→ **Stored rows**:
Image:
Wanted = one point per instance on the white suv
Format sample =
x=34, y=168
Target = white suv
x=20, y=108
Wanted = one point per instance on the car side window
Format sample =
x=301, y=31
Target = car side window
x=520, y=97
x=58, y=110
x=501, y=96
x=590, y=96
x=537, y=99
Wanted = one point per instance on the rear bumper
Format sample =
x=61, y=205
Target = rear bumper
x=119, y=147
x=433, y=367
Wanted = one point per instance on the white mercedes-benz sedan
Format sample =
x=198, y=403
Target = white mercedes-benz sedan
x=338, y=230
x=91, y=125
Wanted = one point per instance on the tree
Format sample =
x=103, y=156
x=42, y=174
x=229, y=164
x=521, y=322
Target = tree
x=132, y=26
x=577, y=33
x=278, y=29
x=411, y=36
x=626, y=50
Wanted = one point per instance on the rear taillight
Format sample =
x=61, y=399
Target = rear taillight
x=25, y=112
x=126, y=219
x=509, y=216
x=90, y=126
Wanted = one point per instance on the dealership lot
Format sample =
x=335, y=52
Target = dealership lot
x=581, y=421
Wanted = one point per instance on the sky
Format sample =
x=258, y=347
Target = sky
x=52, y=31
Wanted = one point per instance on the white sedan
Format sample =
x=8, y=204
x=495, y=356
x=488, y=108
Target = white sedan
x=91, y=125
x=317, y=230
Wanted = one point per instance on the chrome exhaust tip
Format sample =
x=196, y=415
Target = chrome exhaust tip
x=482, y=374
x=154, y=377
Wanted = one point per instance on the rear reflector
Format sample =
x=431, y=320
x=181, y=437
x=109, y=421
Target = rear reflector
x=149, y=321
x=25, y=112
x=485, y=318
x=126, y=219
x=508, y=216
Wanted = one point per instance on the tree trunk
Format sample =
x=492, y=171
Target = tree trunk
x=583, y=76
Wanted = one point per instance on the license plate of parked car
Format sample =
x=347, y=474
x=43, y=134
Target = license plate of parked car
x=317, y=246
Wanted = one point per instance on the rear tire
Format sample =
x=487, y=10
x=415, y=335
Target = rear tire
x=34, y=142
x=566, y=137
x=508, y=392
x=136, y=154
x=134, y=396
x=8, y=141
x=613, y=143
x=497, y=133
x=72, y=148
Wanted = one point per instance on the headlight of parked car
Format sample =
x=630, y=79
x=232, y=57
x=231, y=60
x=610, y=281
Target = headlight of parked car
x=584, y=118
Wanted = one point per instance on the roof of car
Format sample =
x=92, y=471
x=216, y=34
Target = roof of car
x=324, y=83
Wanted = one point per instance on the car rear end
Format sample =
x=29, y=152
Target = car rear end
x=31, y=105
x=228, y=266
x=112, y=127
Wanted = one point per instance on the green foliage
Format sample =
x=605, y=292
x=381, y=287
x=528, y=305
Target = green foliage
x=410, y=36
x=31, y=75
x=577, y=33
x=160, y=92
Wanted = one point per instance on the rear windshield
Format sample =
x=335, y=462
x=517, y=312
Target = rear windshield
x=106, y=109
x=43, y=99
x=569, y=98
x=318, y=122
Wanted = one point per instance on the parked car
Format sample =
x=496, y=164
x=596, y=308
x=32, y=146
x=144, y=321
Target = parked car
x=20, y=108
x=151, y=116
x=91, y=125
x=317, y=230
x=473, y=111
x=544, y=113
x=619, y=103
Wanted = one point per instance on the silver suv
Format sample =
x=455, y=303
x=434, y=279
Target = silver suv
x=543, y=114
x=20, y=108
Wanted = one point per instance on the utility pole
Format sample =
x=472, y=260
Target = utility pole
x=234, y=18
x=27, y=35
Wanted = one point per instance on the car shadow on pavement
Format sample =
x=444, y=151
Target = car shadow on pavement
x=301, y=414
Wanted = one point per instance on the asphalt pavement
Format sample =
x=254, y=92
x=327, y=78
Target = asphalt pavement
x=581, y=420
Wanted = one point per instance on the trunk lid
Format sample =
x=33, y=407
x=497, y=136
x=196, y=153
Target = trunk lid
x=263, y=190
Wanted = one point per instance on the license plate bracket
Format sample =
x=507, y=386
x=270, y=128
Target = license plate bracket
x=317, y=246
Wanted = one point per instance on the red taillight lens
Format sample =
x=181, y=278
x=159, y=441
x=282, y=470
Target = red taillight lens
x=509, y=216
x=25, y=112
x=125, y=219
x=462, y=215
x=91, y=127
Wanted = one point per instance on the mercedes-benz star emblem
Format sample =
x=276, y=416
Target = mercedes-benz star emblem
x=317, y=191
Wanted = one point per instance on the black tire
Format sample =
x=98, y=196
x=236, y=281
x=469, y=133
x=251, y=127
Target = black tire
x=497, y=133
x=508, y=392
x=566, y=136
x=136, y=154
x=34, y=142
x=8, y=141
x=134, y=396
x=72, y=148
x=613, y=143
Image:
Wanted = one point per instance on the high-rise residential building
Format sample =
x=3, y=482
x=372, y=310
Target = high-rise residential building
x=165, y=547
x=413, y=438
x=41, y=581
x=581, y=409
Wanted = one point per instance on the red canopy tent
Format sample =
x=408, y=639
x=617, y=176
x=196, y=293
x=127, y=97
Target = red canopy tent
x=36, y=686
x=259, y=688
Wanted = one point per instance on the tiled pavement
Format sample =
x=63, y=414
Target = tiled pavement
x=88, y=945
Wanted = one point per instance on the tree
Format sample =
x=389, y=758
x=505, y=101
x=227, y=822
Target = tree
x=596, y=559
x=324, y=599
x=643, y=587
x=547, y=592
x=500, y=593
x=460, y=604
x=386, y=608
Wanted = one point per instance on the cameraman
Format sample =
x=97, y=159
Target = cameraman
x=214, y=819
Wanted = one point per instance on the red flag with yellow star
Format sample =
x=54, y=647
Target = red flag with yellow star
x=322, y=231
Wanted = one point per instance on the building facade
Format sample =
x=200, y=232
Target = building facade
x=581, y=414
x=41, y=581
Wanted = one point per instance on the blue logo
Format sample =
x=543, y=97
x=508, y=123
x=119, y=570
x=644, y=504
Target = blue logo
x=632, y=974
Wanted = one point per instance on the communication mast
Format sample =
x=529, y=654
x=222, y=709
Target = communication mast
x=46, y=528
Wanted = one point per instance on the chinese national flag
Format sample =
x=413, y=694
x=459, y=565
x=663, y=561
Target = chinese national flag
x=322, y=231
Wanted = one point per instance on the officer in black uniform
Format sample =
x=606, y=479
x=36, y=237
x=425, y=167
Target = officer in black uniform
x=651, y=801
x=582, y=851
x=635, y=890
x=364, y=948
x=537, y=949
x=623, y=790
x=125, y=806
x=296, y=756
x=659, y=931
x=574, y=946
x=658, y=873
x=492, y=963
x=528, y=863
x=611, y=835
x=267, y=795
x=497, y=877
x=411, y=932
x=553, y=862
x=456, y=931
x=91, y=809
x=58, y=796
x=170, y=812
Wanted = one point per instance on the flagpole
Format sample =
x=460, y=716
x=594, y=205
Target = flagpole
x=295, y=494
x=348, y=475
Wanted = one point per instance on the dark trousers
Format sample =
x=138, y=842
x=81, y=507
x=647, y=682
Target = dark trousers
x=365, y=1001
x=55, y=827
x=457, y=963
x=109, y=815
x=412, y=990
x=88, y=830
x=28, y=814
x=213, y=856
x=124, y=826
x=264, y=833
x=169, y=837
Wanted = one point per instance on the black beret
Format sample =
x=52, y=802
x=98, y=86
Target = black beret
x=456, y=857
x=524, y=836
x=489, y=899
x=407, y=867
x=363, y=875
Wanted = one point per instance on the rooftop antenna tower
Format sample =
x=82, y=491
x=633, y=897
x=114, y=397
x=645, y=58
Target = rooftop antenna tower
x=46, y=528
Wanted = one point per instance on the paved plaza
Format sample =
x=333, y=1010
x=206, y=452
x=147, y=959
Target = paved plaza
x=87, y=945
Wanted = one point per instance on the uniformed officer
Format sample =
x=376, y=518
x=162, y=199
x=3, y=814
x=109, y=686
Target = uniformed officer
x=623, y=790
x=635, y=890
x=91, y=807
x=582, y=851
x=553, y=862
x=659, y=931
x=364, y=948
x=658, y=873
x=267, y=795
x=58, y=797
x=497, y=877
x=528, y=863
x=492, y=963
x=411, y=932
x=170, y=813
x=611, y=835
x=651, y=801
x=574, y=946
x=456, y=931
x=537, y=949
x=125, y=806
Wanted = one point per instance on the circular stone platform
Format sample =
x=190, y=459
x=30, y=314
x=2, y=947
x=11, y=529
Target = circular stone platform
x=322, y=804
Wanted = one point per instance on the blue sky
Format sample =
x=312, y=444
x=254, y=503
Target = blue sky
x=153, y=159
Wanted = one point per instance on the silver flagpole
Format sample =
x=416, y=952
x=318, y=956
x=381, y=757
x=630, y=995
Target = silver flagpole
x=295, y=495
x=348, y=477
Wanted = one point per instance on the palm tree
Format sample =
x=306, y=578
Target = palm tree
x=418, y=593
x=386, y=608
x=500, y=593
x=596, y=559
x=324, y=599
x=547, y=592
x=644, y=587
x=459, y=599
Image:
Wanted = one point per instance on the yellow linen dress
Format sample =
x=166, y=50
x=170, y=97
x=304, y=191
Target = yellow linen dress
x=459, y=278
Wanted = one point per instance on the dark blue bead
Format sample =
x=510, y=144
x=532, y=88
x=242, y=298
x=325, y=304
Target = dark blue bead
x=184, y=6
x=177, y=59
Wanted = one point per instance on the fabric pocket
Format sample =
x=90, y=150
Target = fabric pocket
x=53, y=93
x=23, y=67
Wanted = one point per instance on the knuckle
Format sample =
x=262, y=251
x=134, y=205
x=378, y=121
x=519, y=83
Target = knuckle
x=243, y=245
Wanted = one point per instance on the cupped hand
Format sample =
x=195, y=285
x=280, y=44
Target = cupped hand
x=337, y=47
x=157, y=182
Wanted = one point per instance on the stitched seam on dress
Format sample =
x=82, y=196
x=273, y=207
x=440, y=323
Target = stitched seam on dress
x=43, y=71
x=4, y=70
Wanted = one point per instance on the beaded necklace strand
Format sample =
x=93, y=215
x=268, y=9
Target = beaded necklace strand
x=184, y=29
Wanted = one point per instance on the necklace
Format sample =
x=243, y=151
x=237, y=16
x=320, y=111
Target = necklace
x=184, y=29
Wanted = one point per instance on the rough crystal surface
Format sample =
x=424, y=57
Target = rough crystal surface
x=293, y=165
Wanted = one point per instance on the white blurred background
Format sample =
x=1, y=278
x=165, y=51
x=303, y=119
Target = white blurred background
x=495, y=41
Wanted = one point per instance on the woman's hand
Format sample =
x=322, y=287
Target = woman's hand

→ **What the task asks**: Take the stretch of the material from the line containing "Wanted = one point per instance on the tree trunk" through the line containing "x=318, y=122" and change every "parked car" to "parked vehicle", leaving everything else as it is. Give only those lines.

→ **The output**:
Wanted = one point per instance on the tree trunk
Format sample =
x=492, y=171
Target = tree trunk
x=583, y=76
Wanted = one point per instance on the license plate of parked vehicle
Format sample =
x=347, y=474
x=43, y=134
Target = license plate of parked vehicle
x=317, y=246
Wanted = one point per instance on the rear tire
Format sample =
x=487, y=10
x=415, y=335
Target = rear tire
x=34, y=142
x=566, y=137
x=508, y=392
x=136, y=154
x=134, y=396
x=8, y=141
x=613, y=143
x=497, y=133
x=72, y=148
Wanted = one point per instance on the headlight of parked vehicle
Format sample =
x=630, y=79
x=232, y=57
x=231, y=60
x=610, y=281
Target = headlight of parked vehicle
x=584, y=118
Wanted = one point per instance on the roof of car
Format sample =
x=92, y=471
x=216, y=34
Target = roof of car
x=324, y=83
Wanted = one point per instance on the car rear end
Format sample =
x=29, y=152
Target = car rear end
x=31, y=105
x=228, y=266
x=112, y=127
Wanted = one point per instance on the green foliage
Format sample =
x=605, y=292
x=381, y=287
x=528, y=305
Target = green foliage
x=410, y=36
x=31, y=75
x=577, y=33
x=160, y=92
Wanted = one point per instance on the rear windshield
Format sample =
x=335, y=462
x=517, y=312
Target = rear windshield
x=106, y=109
x=43, y=99
x=569, y=98
x=318, y=122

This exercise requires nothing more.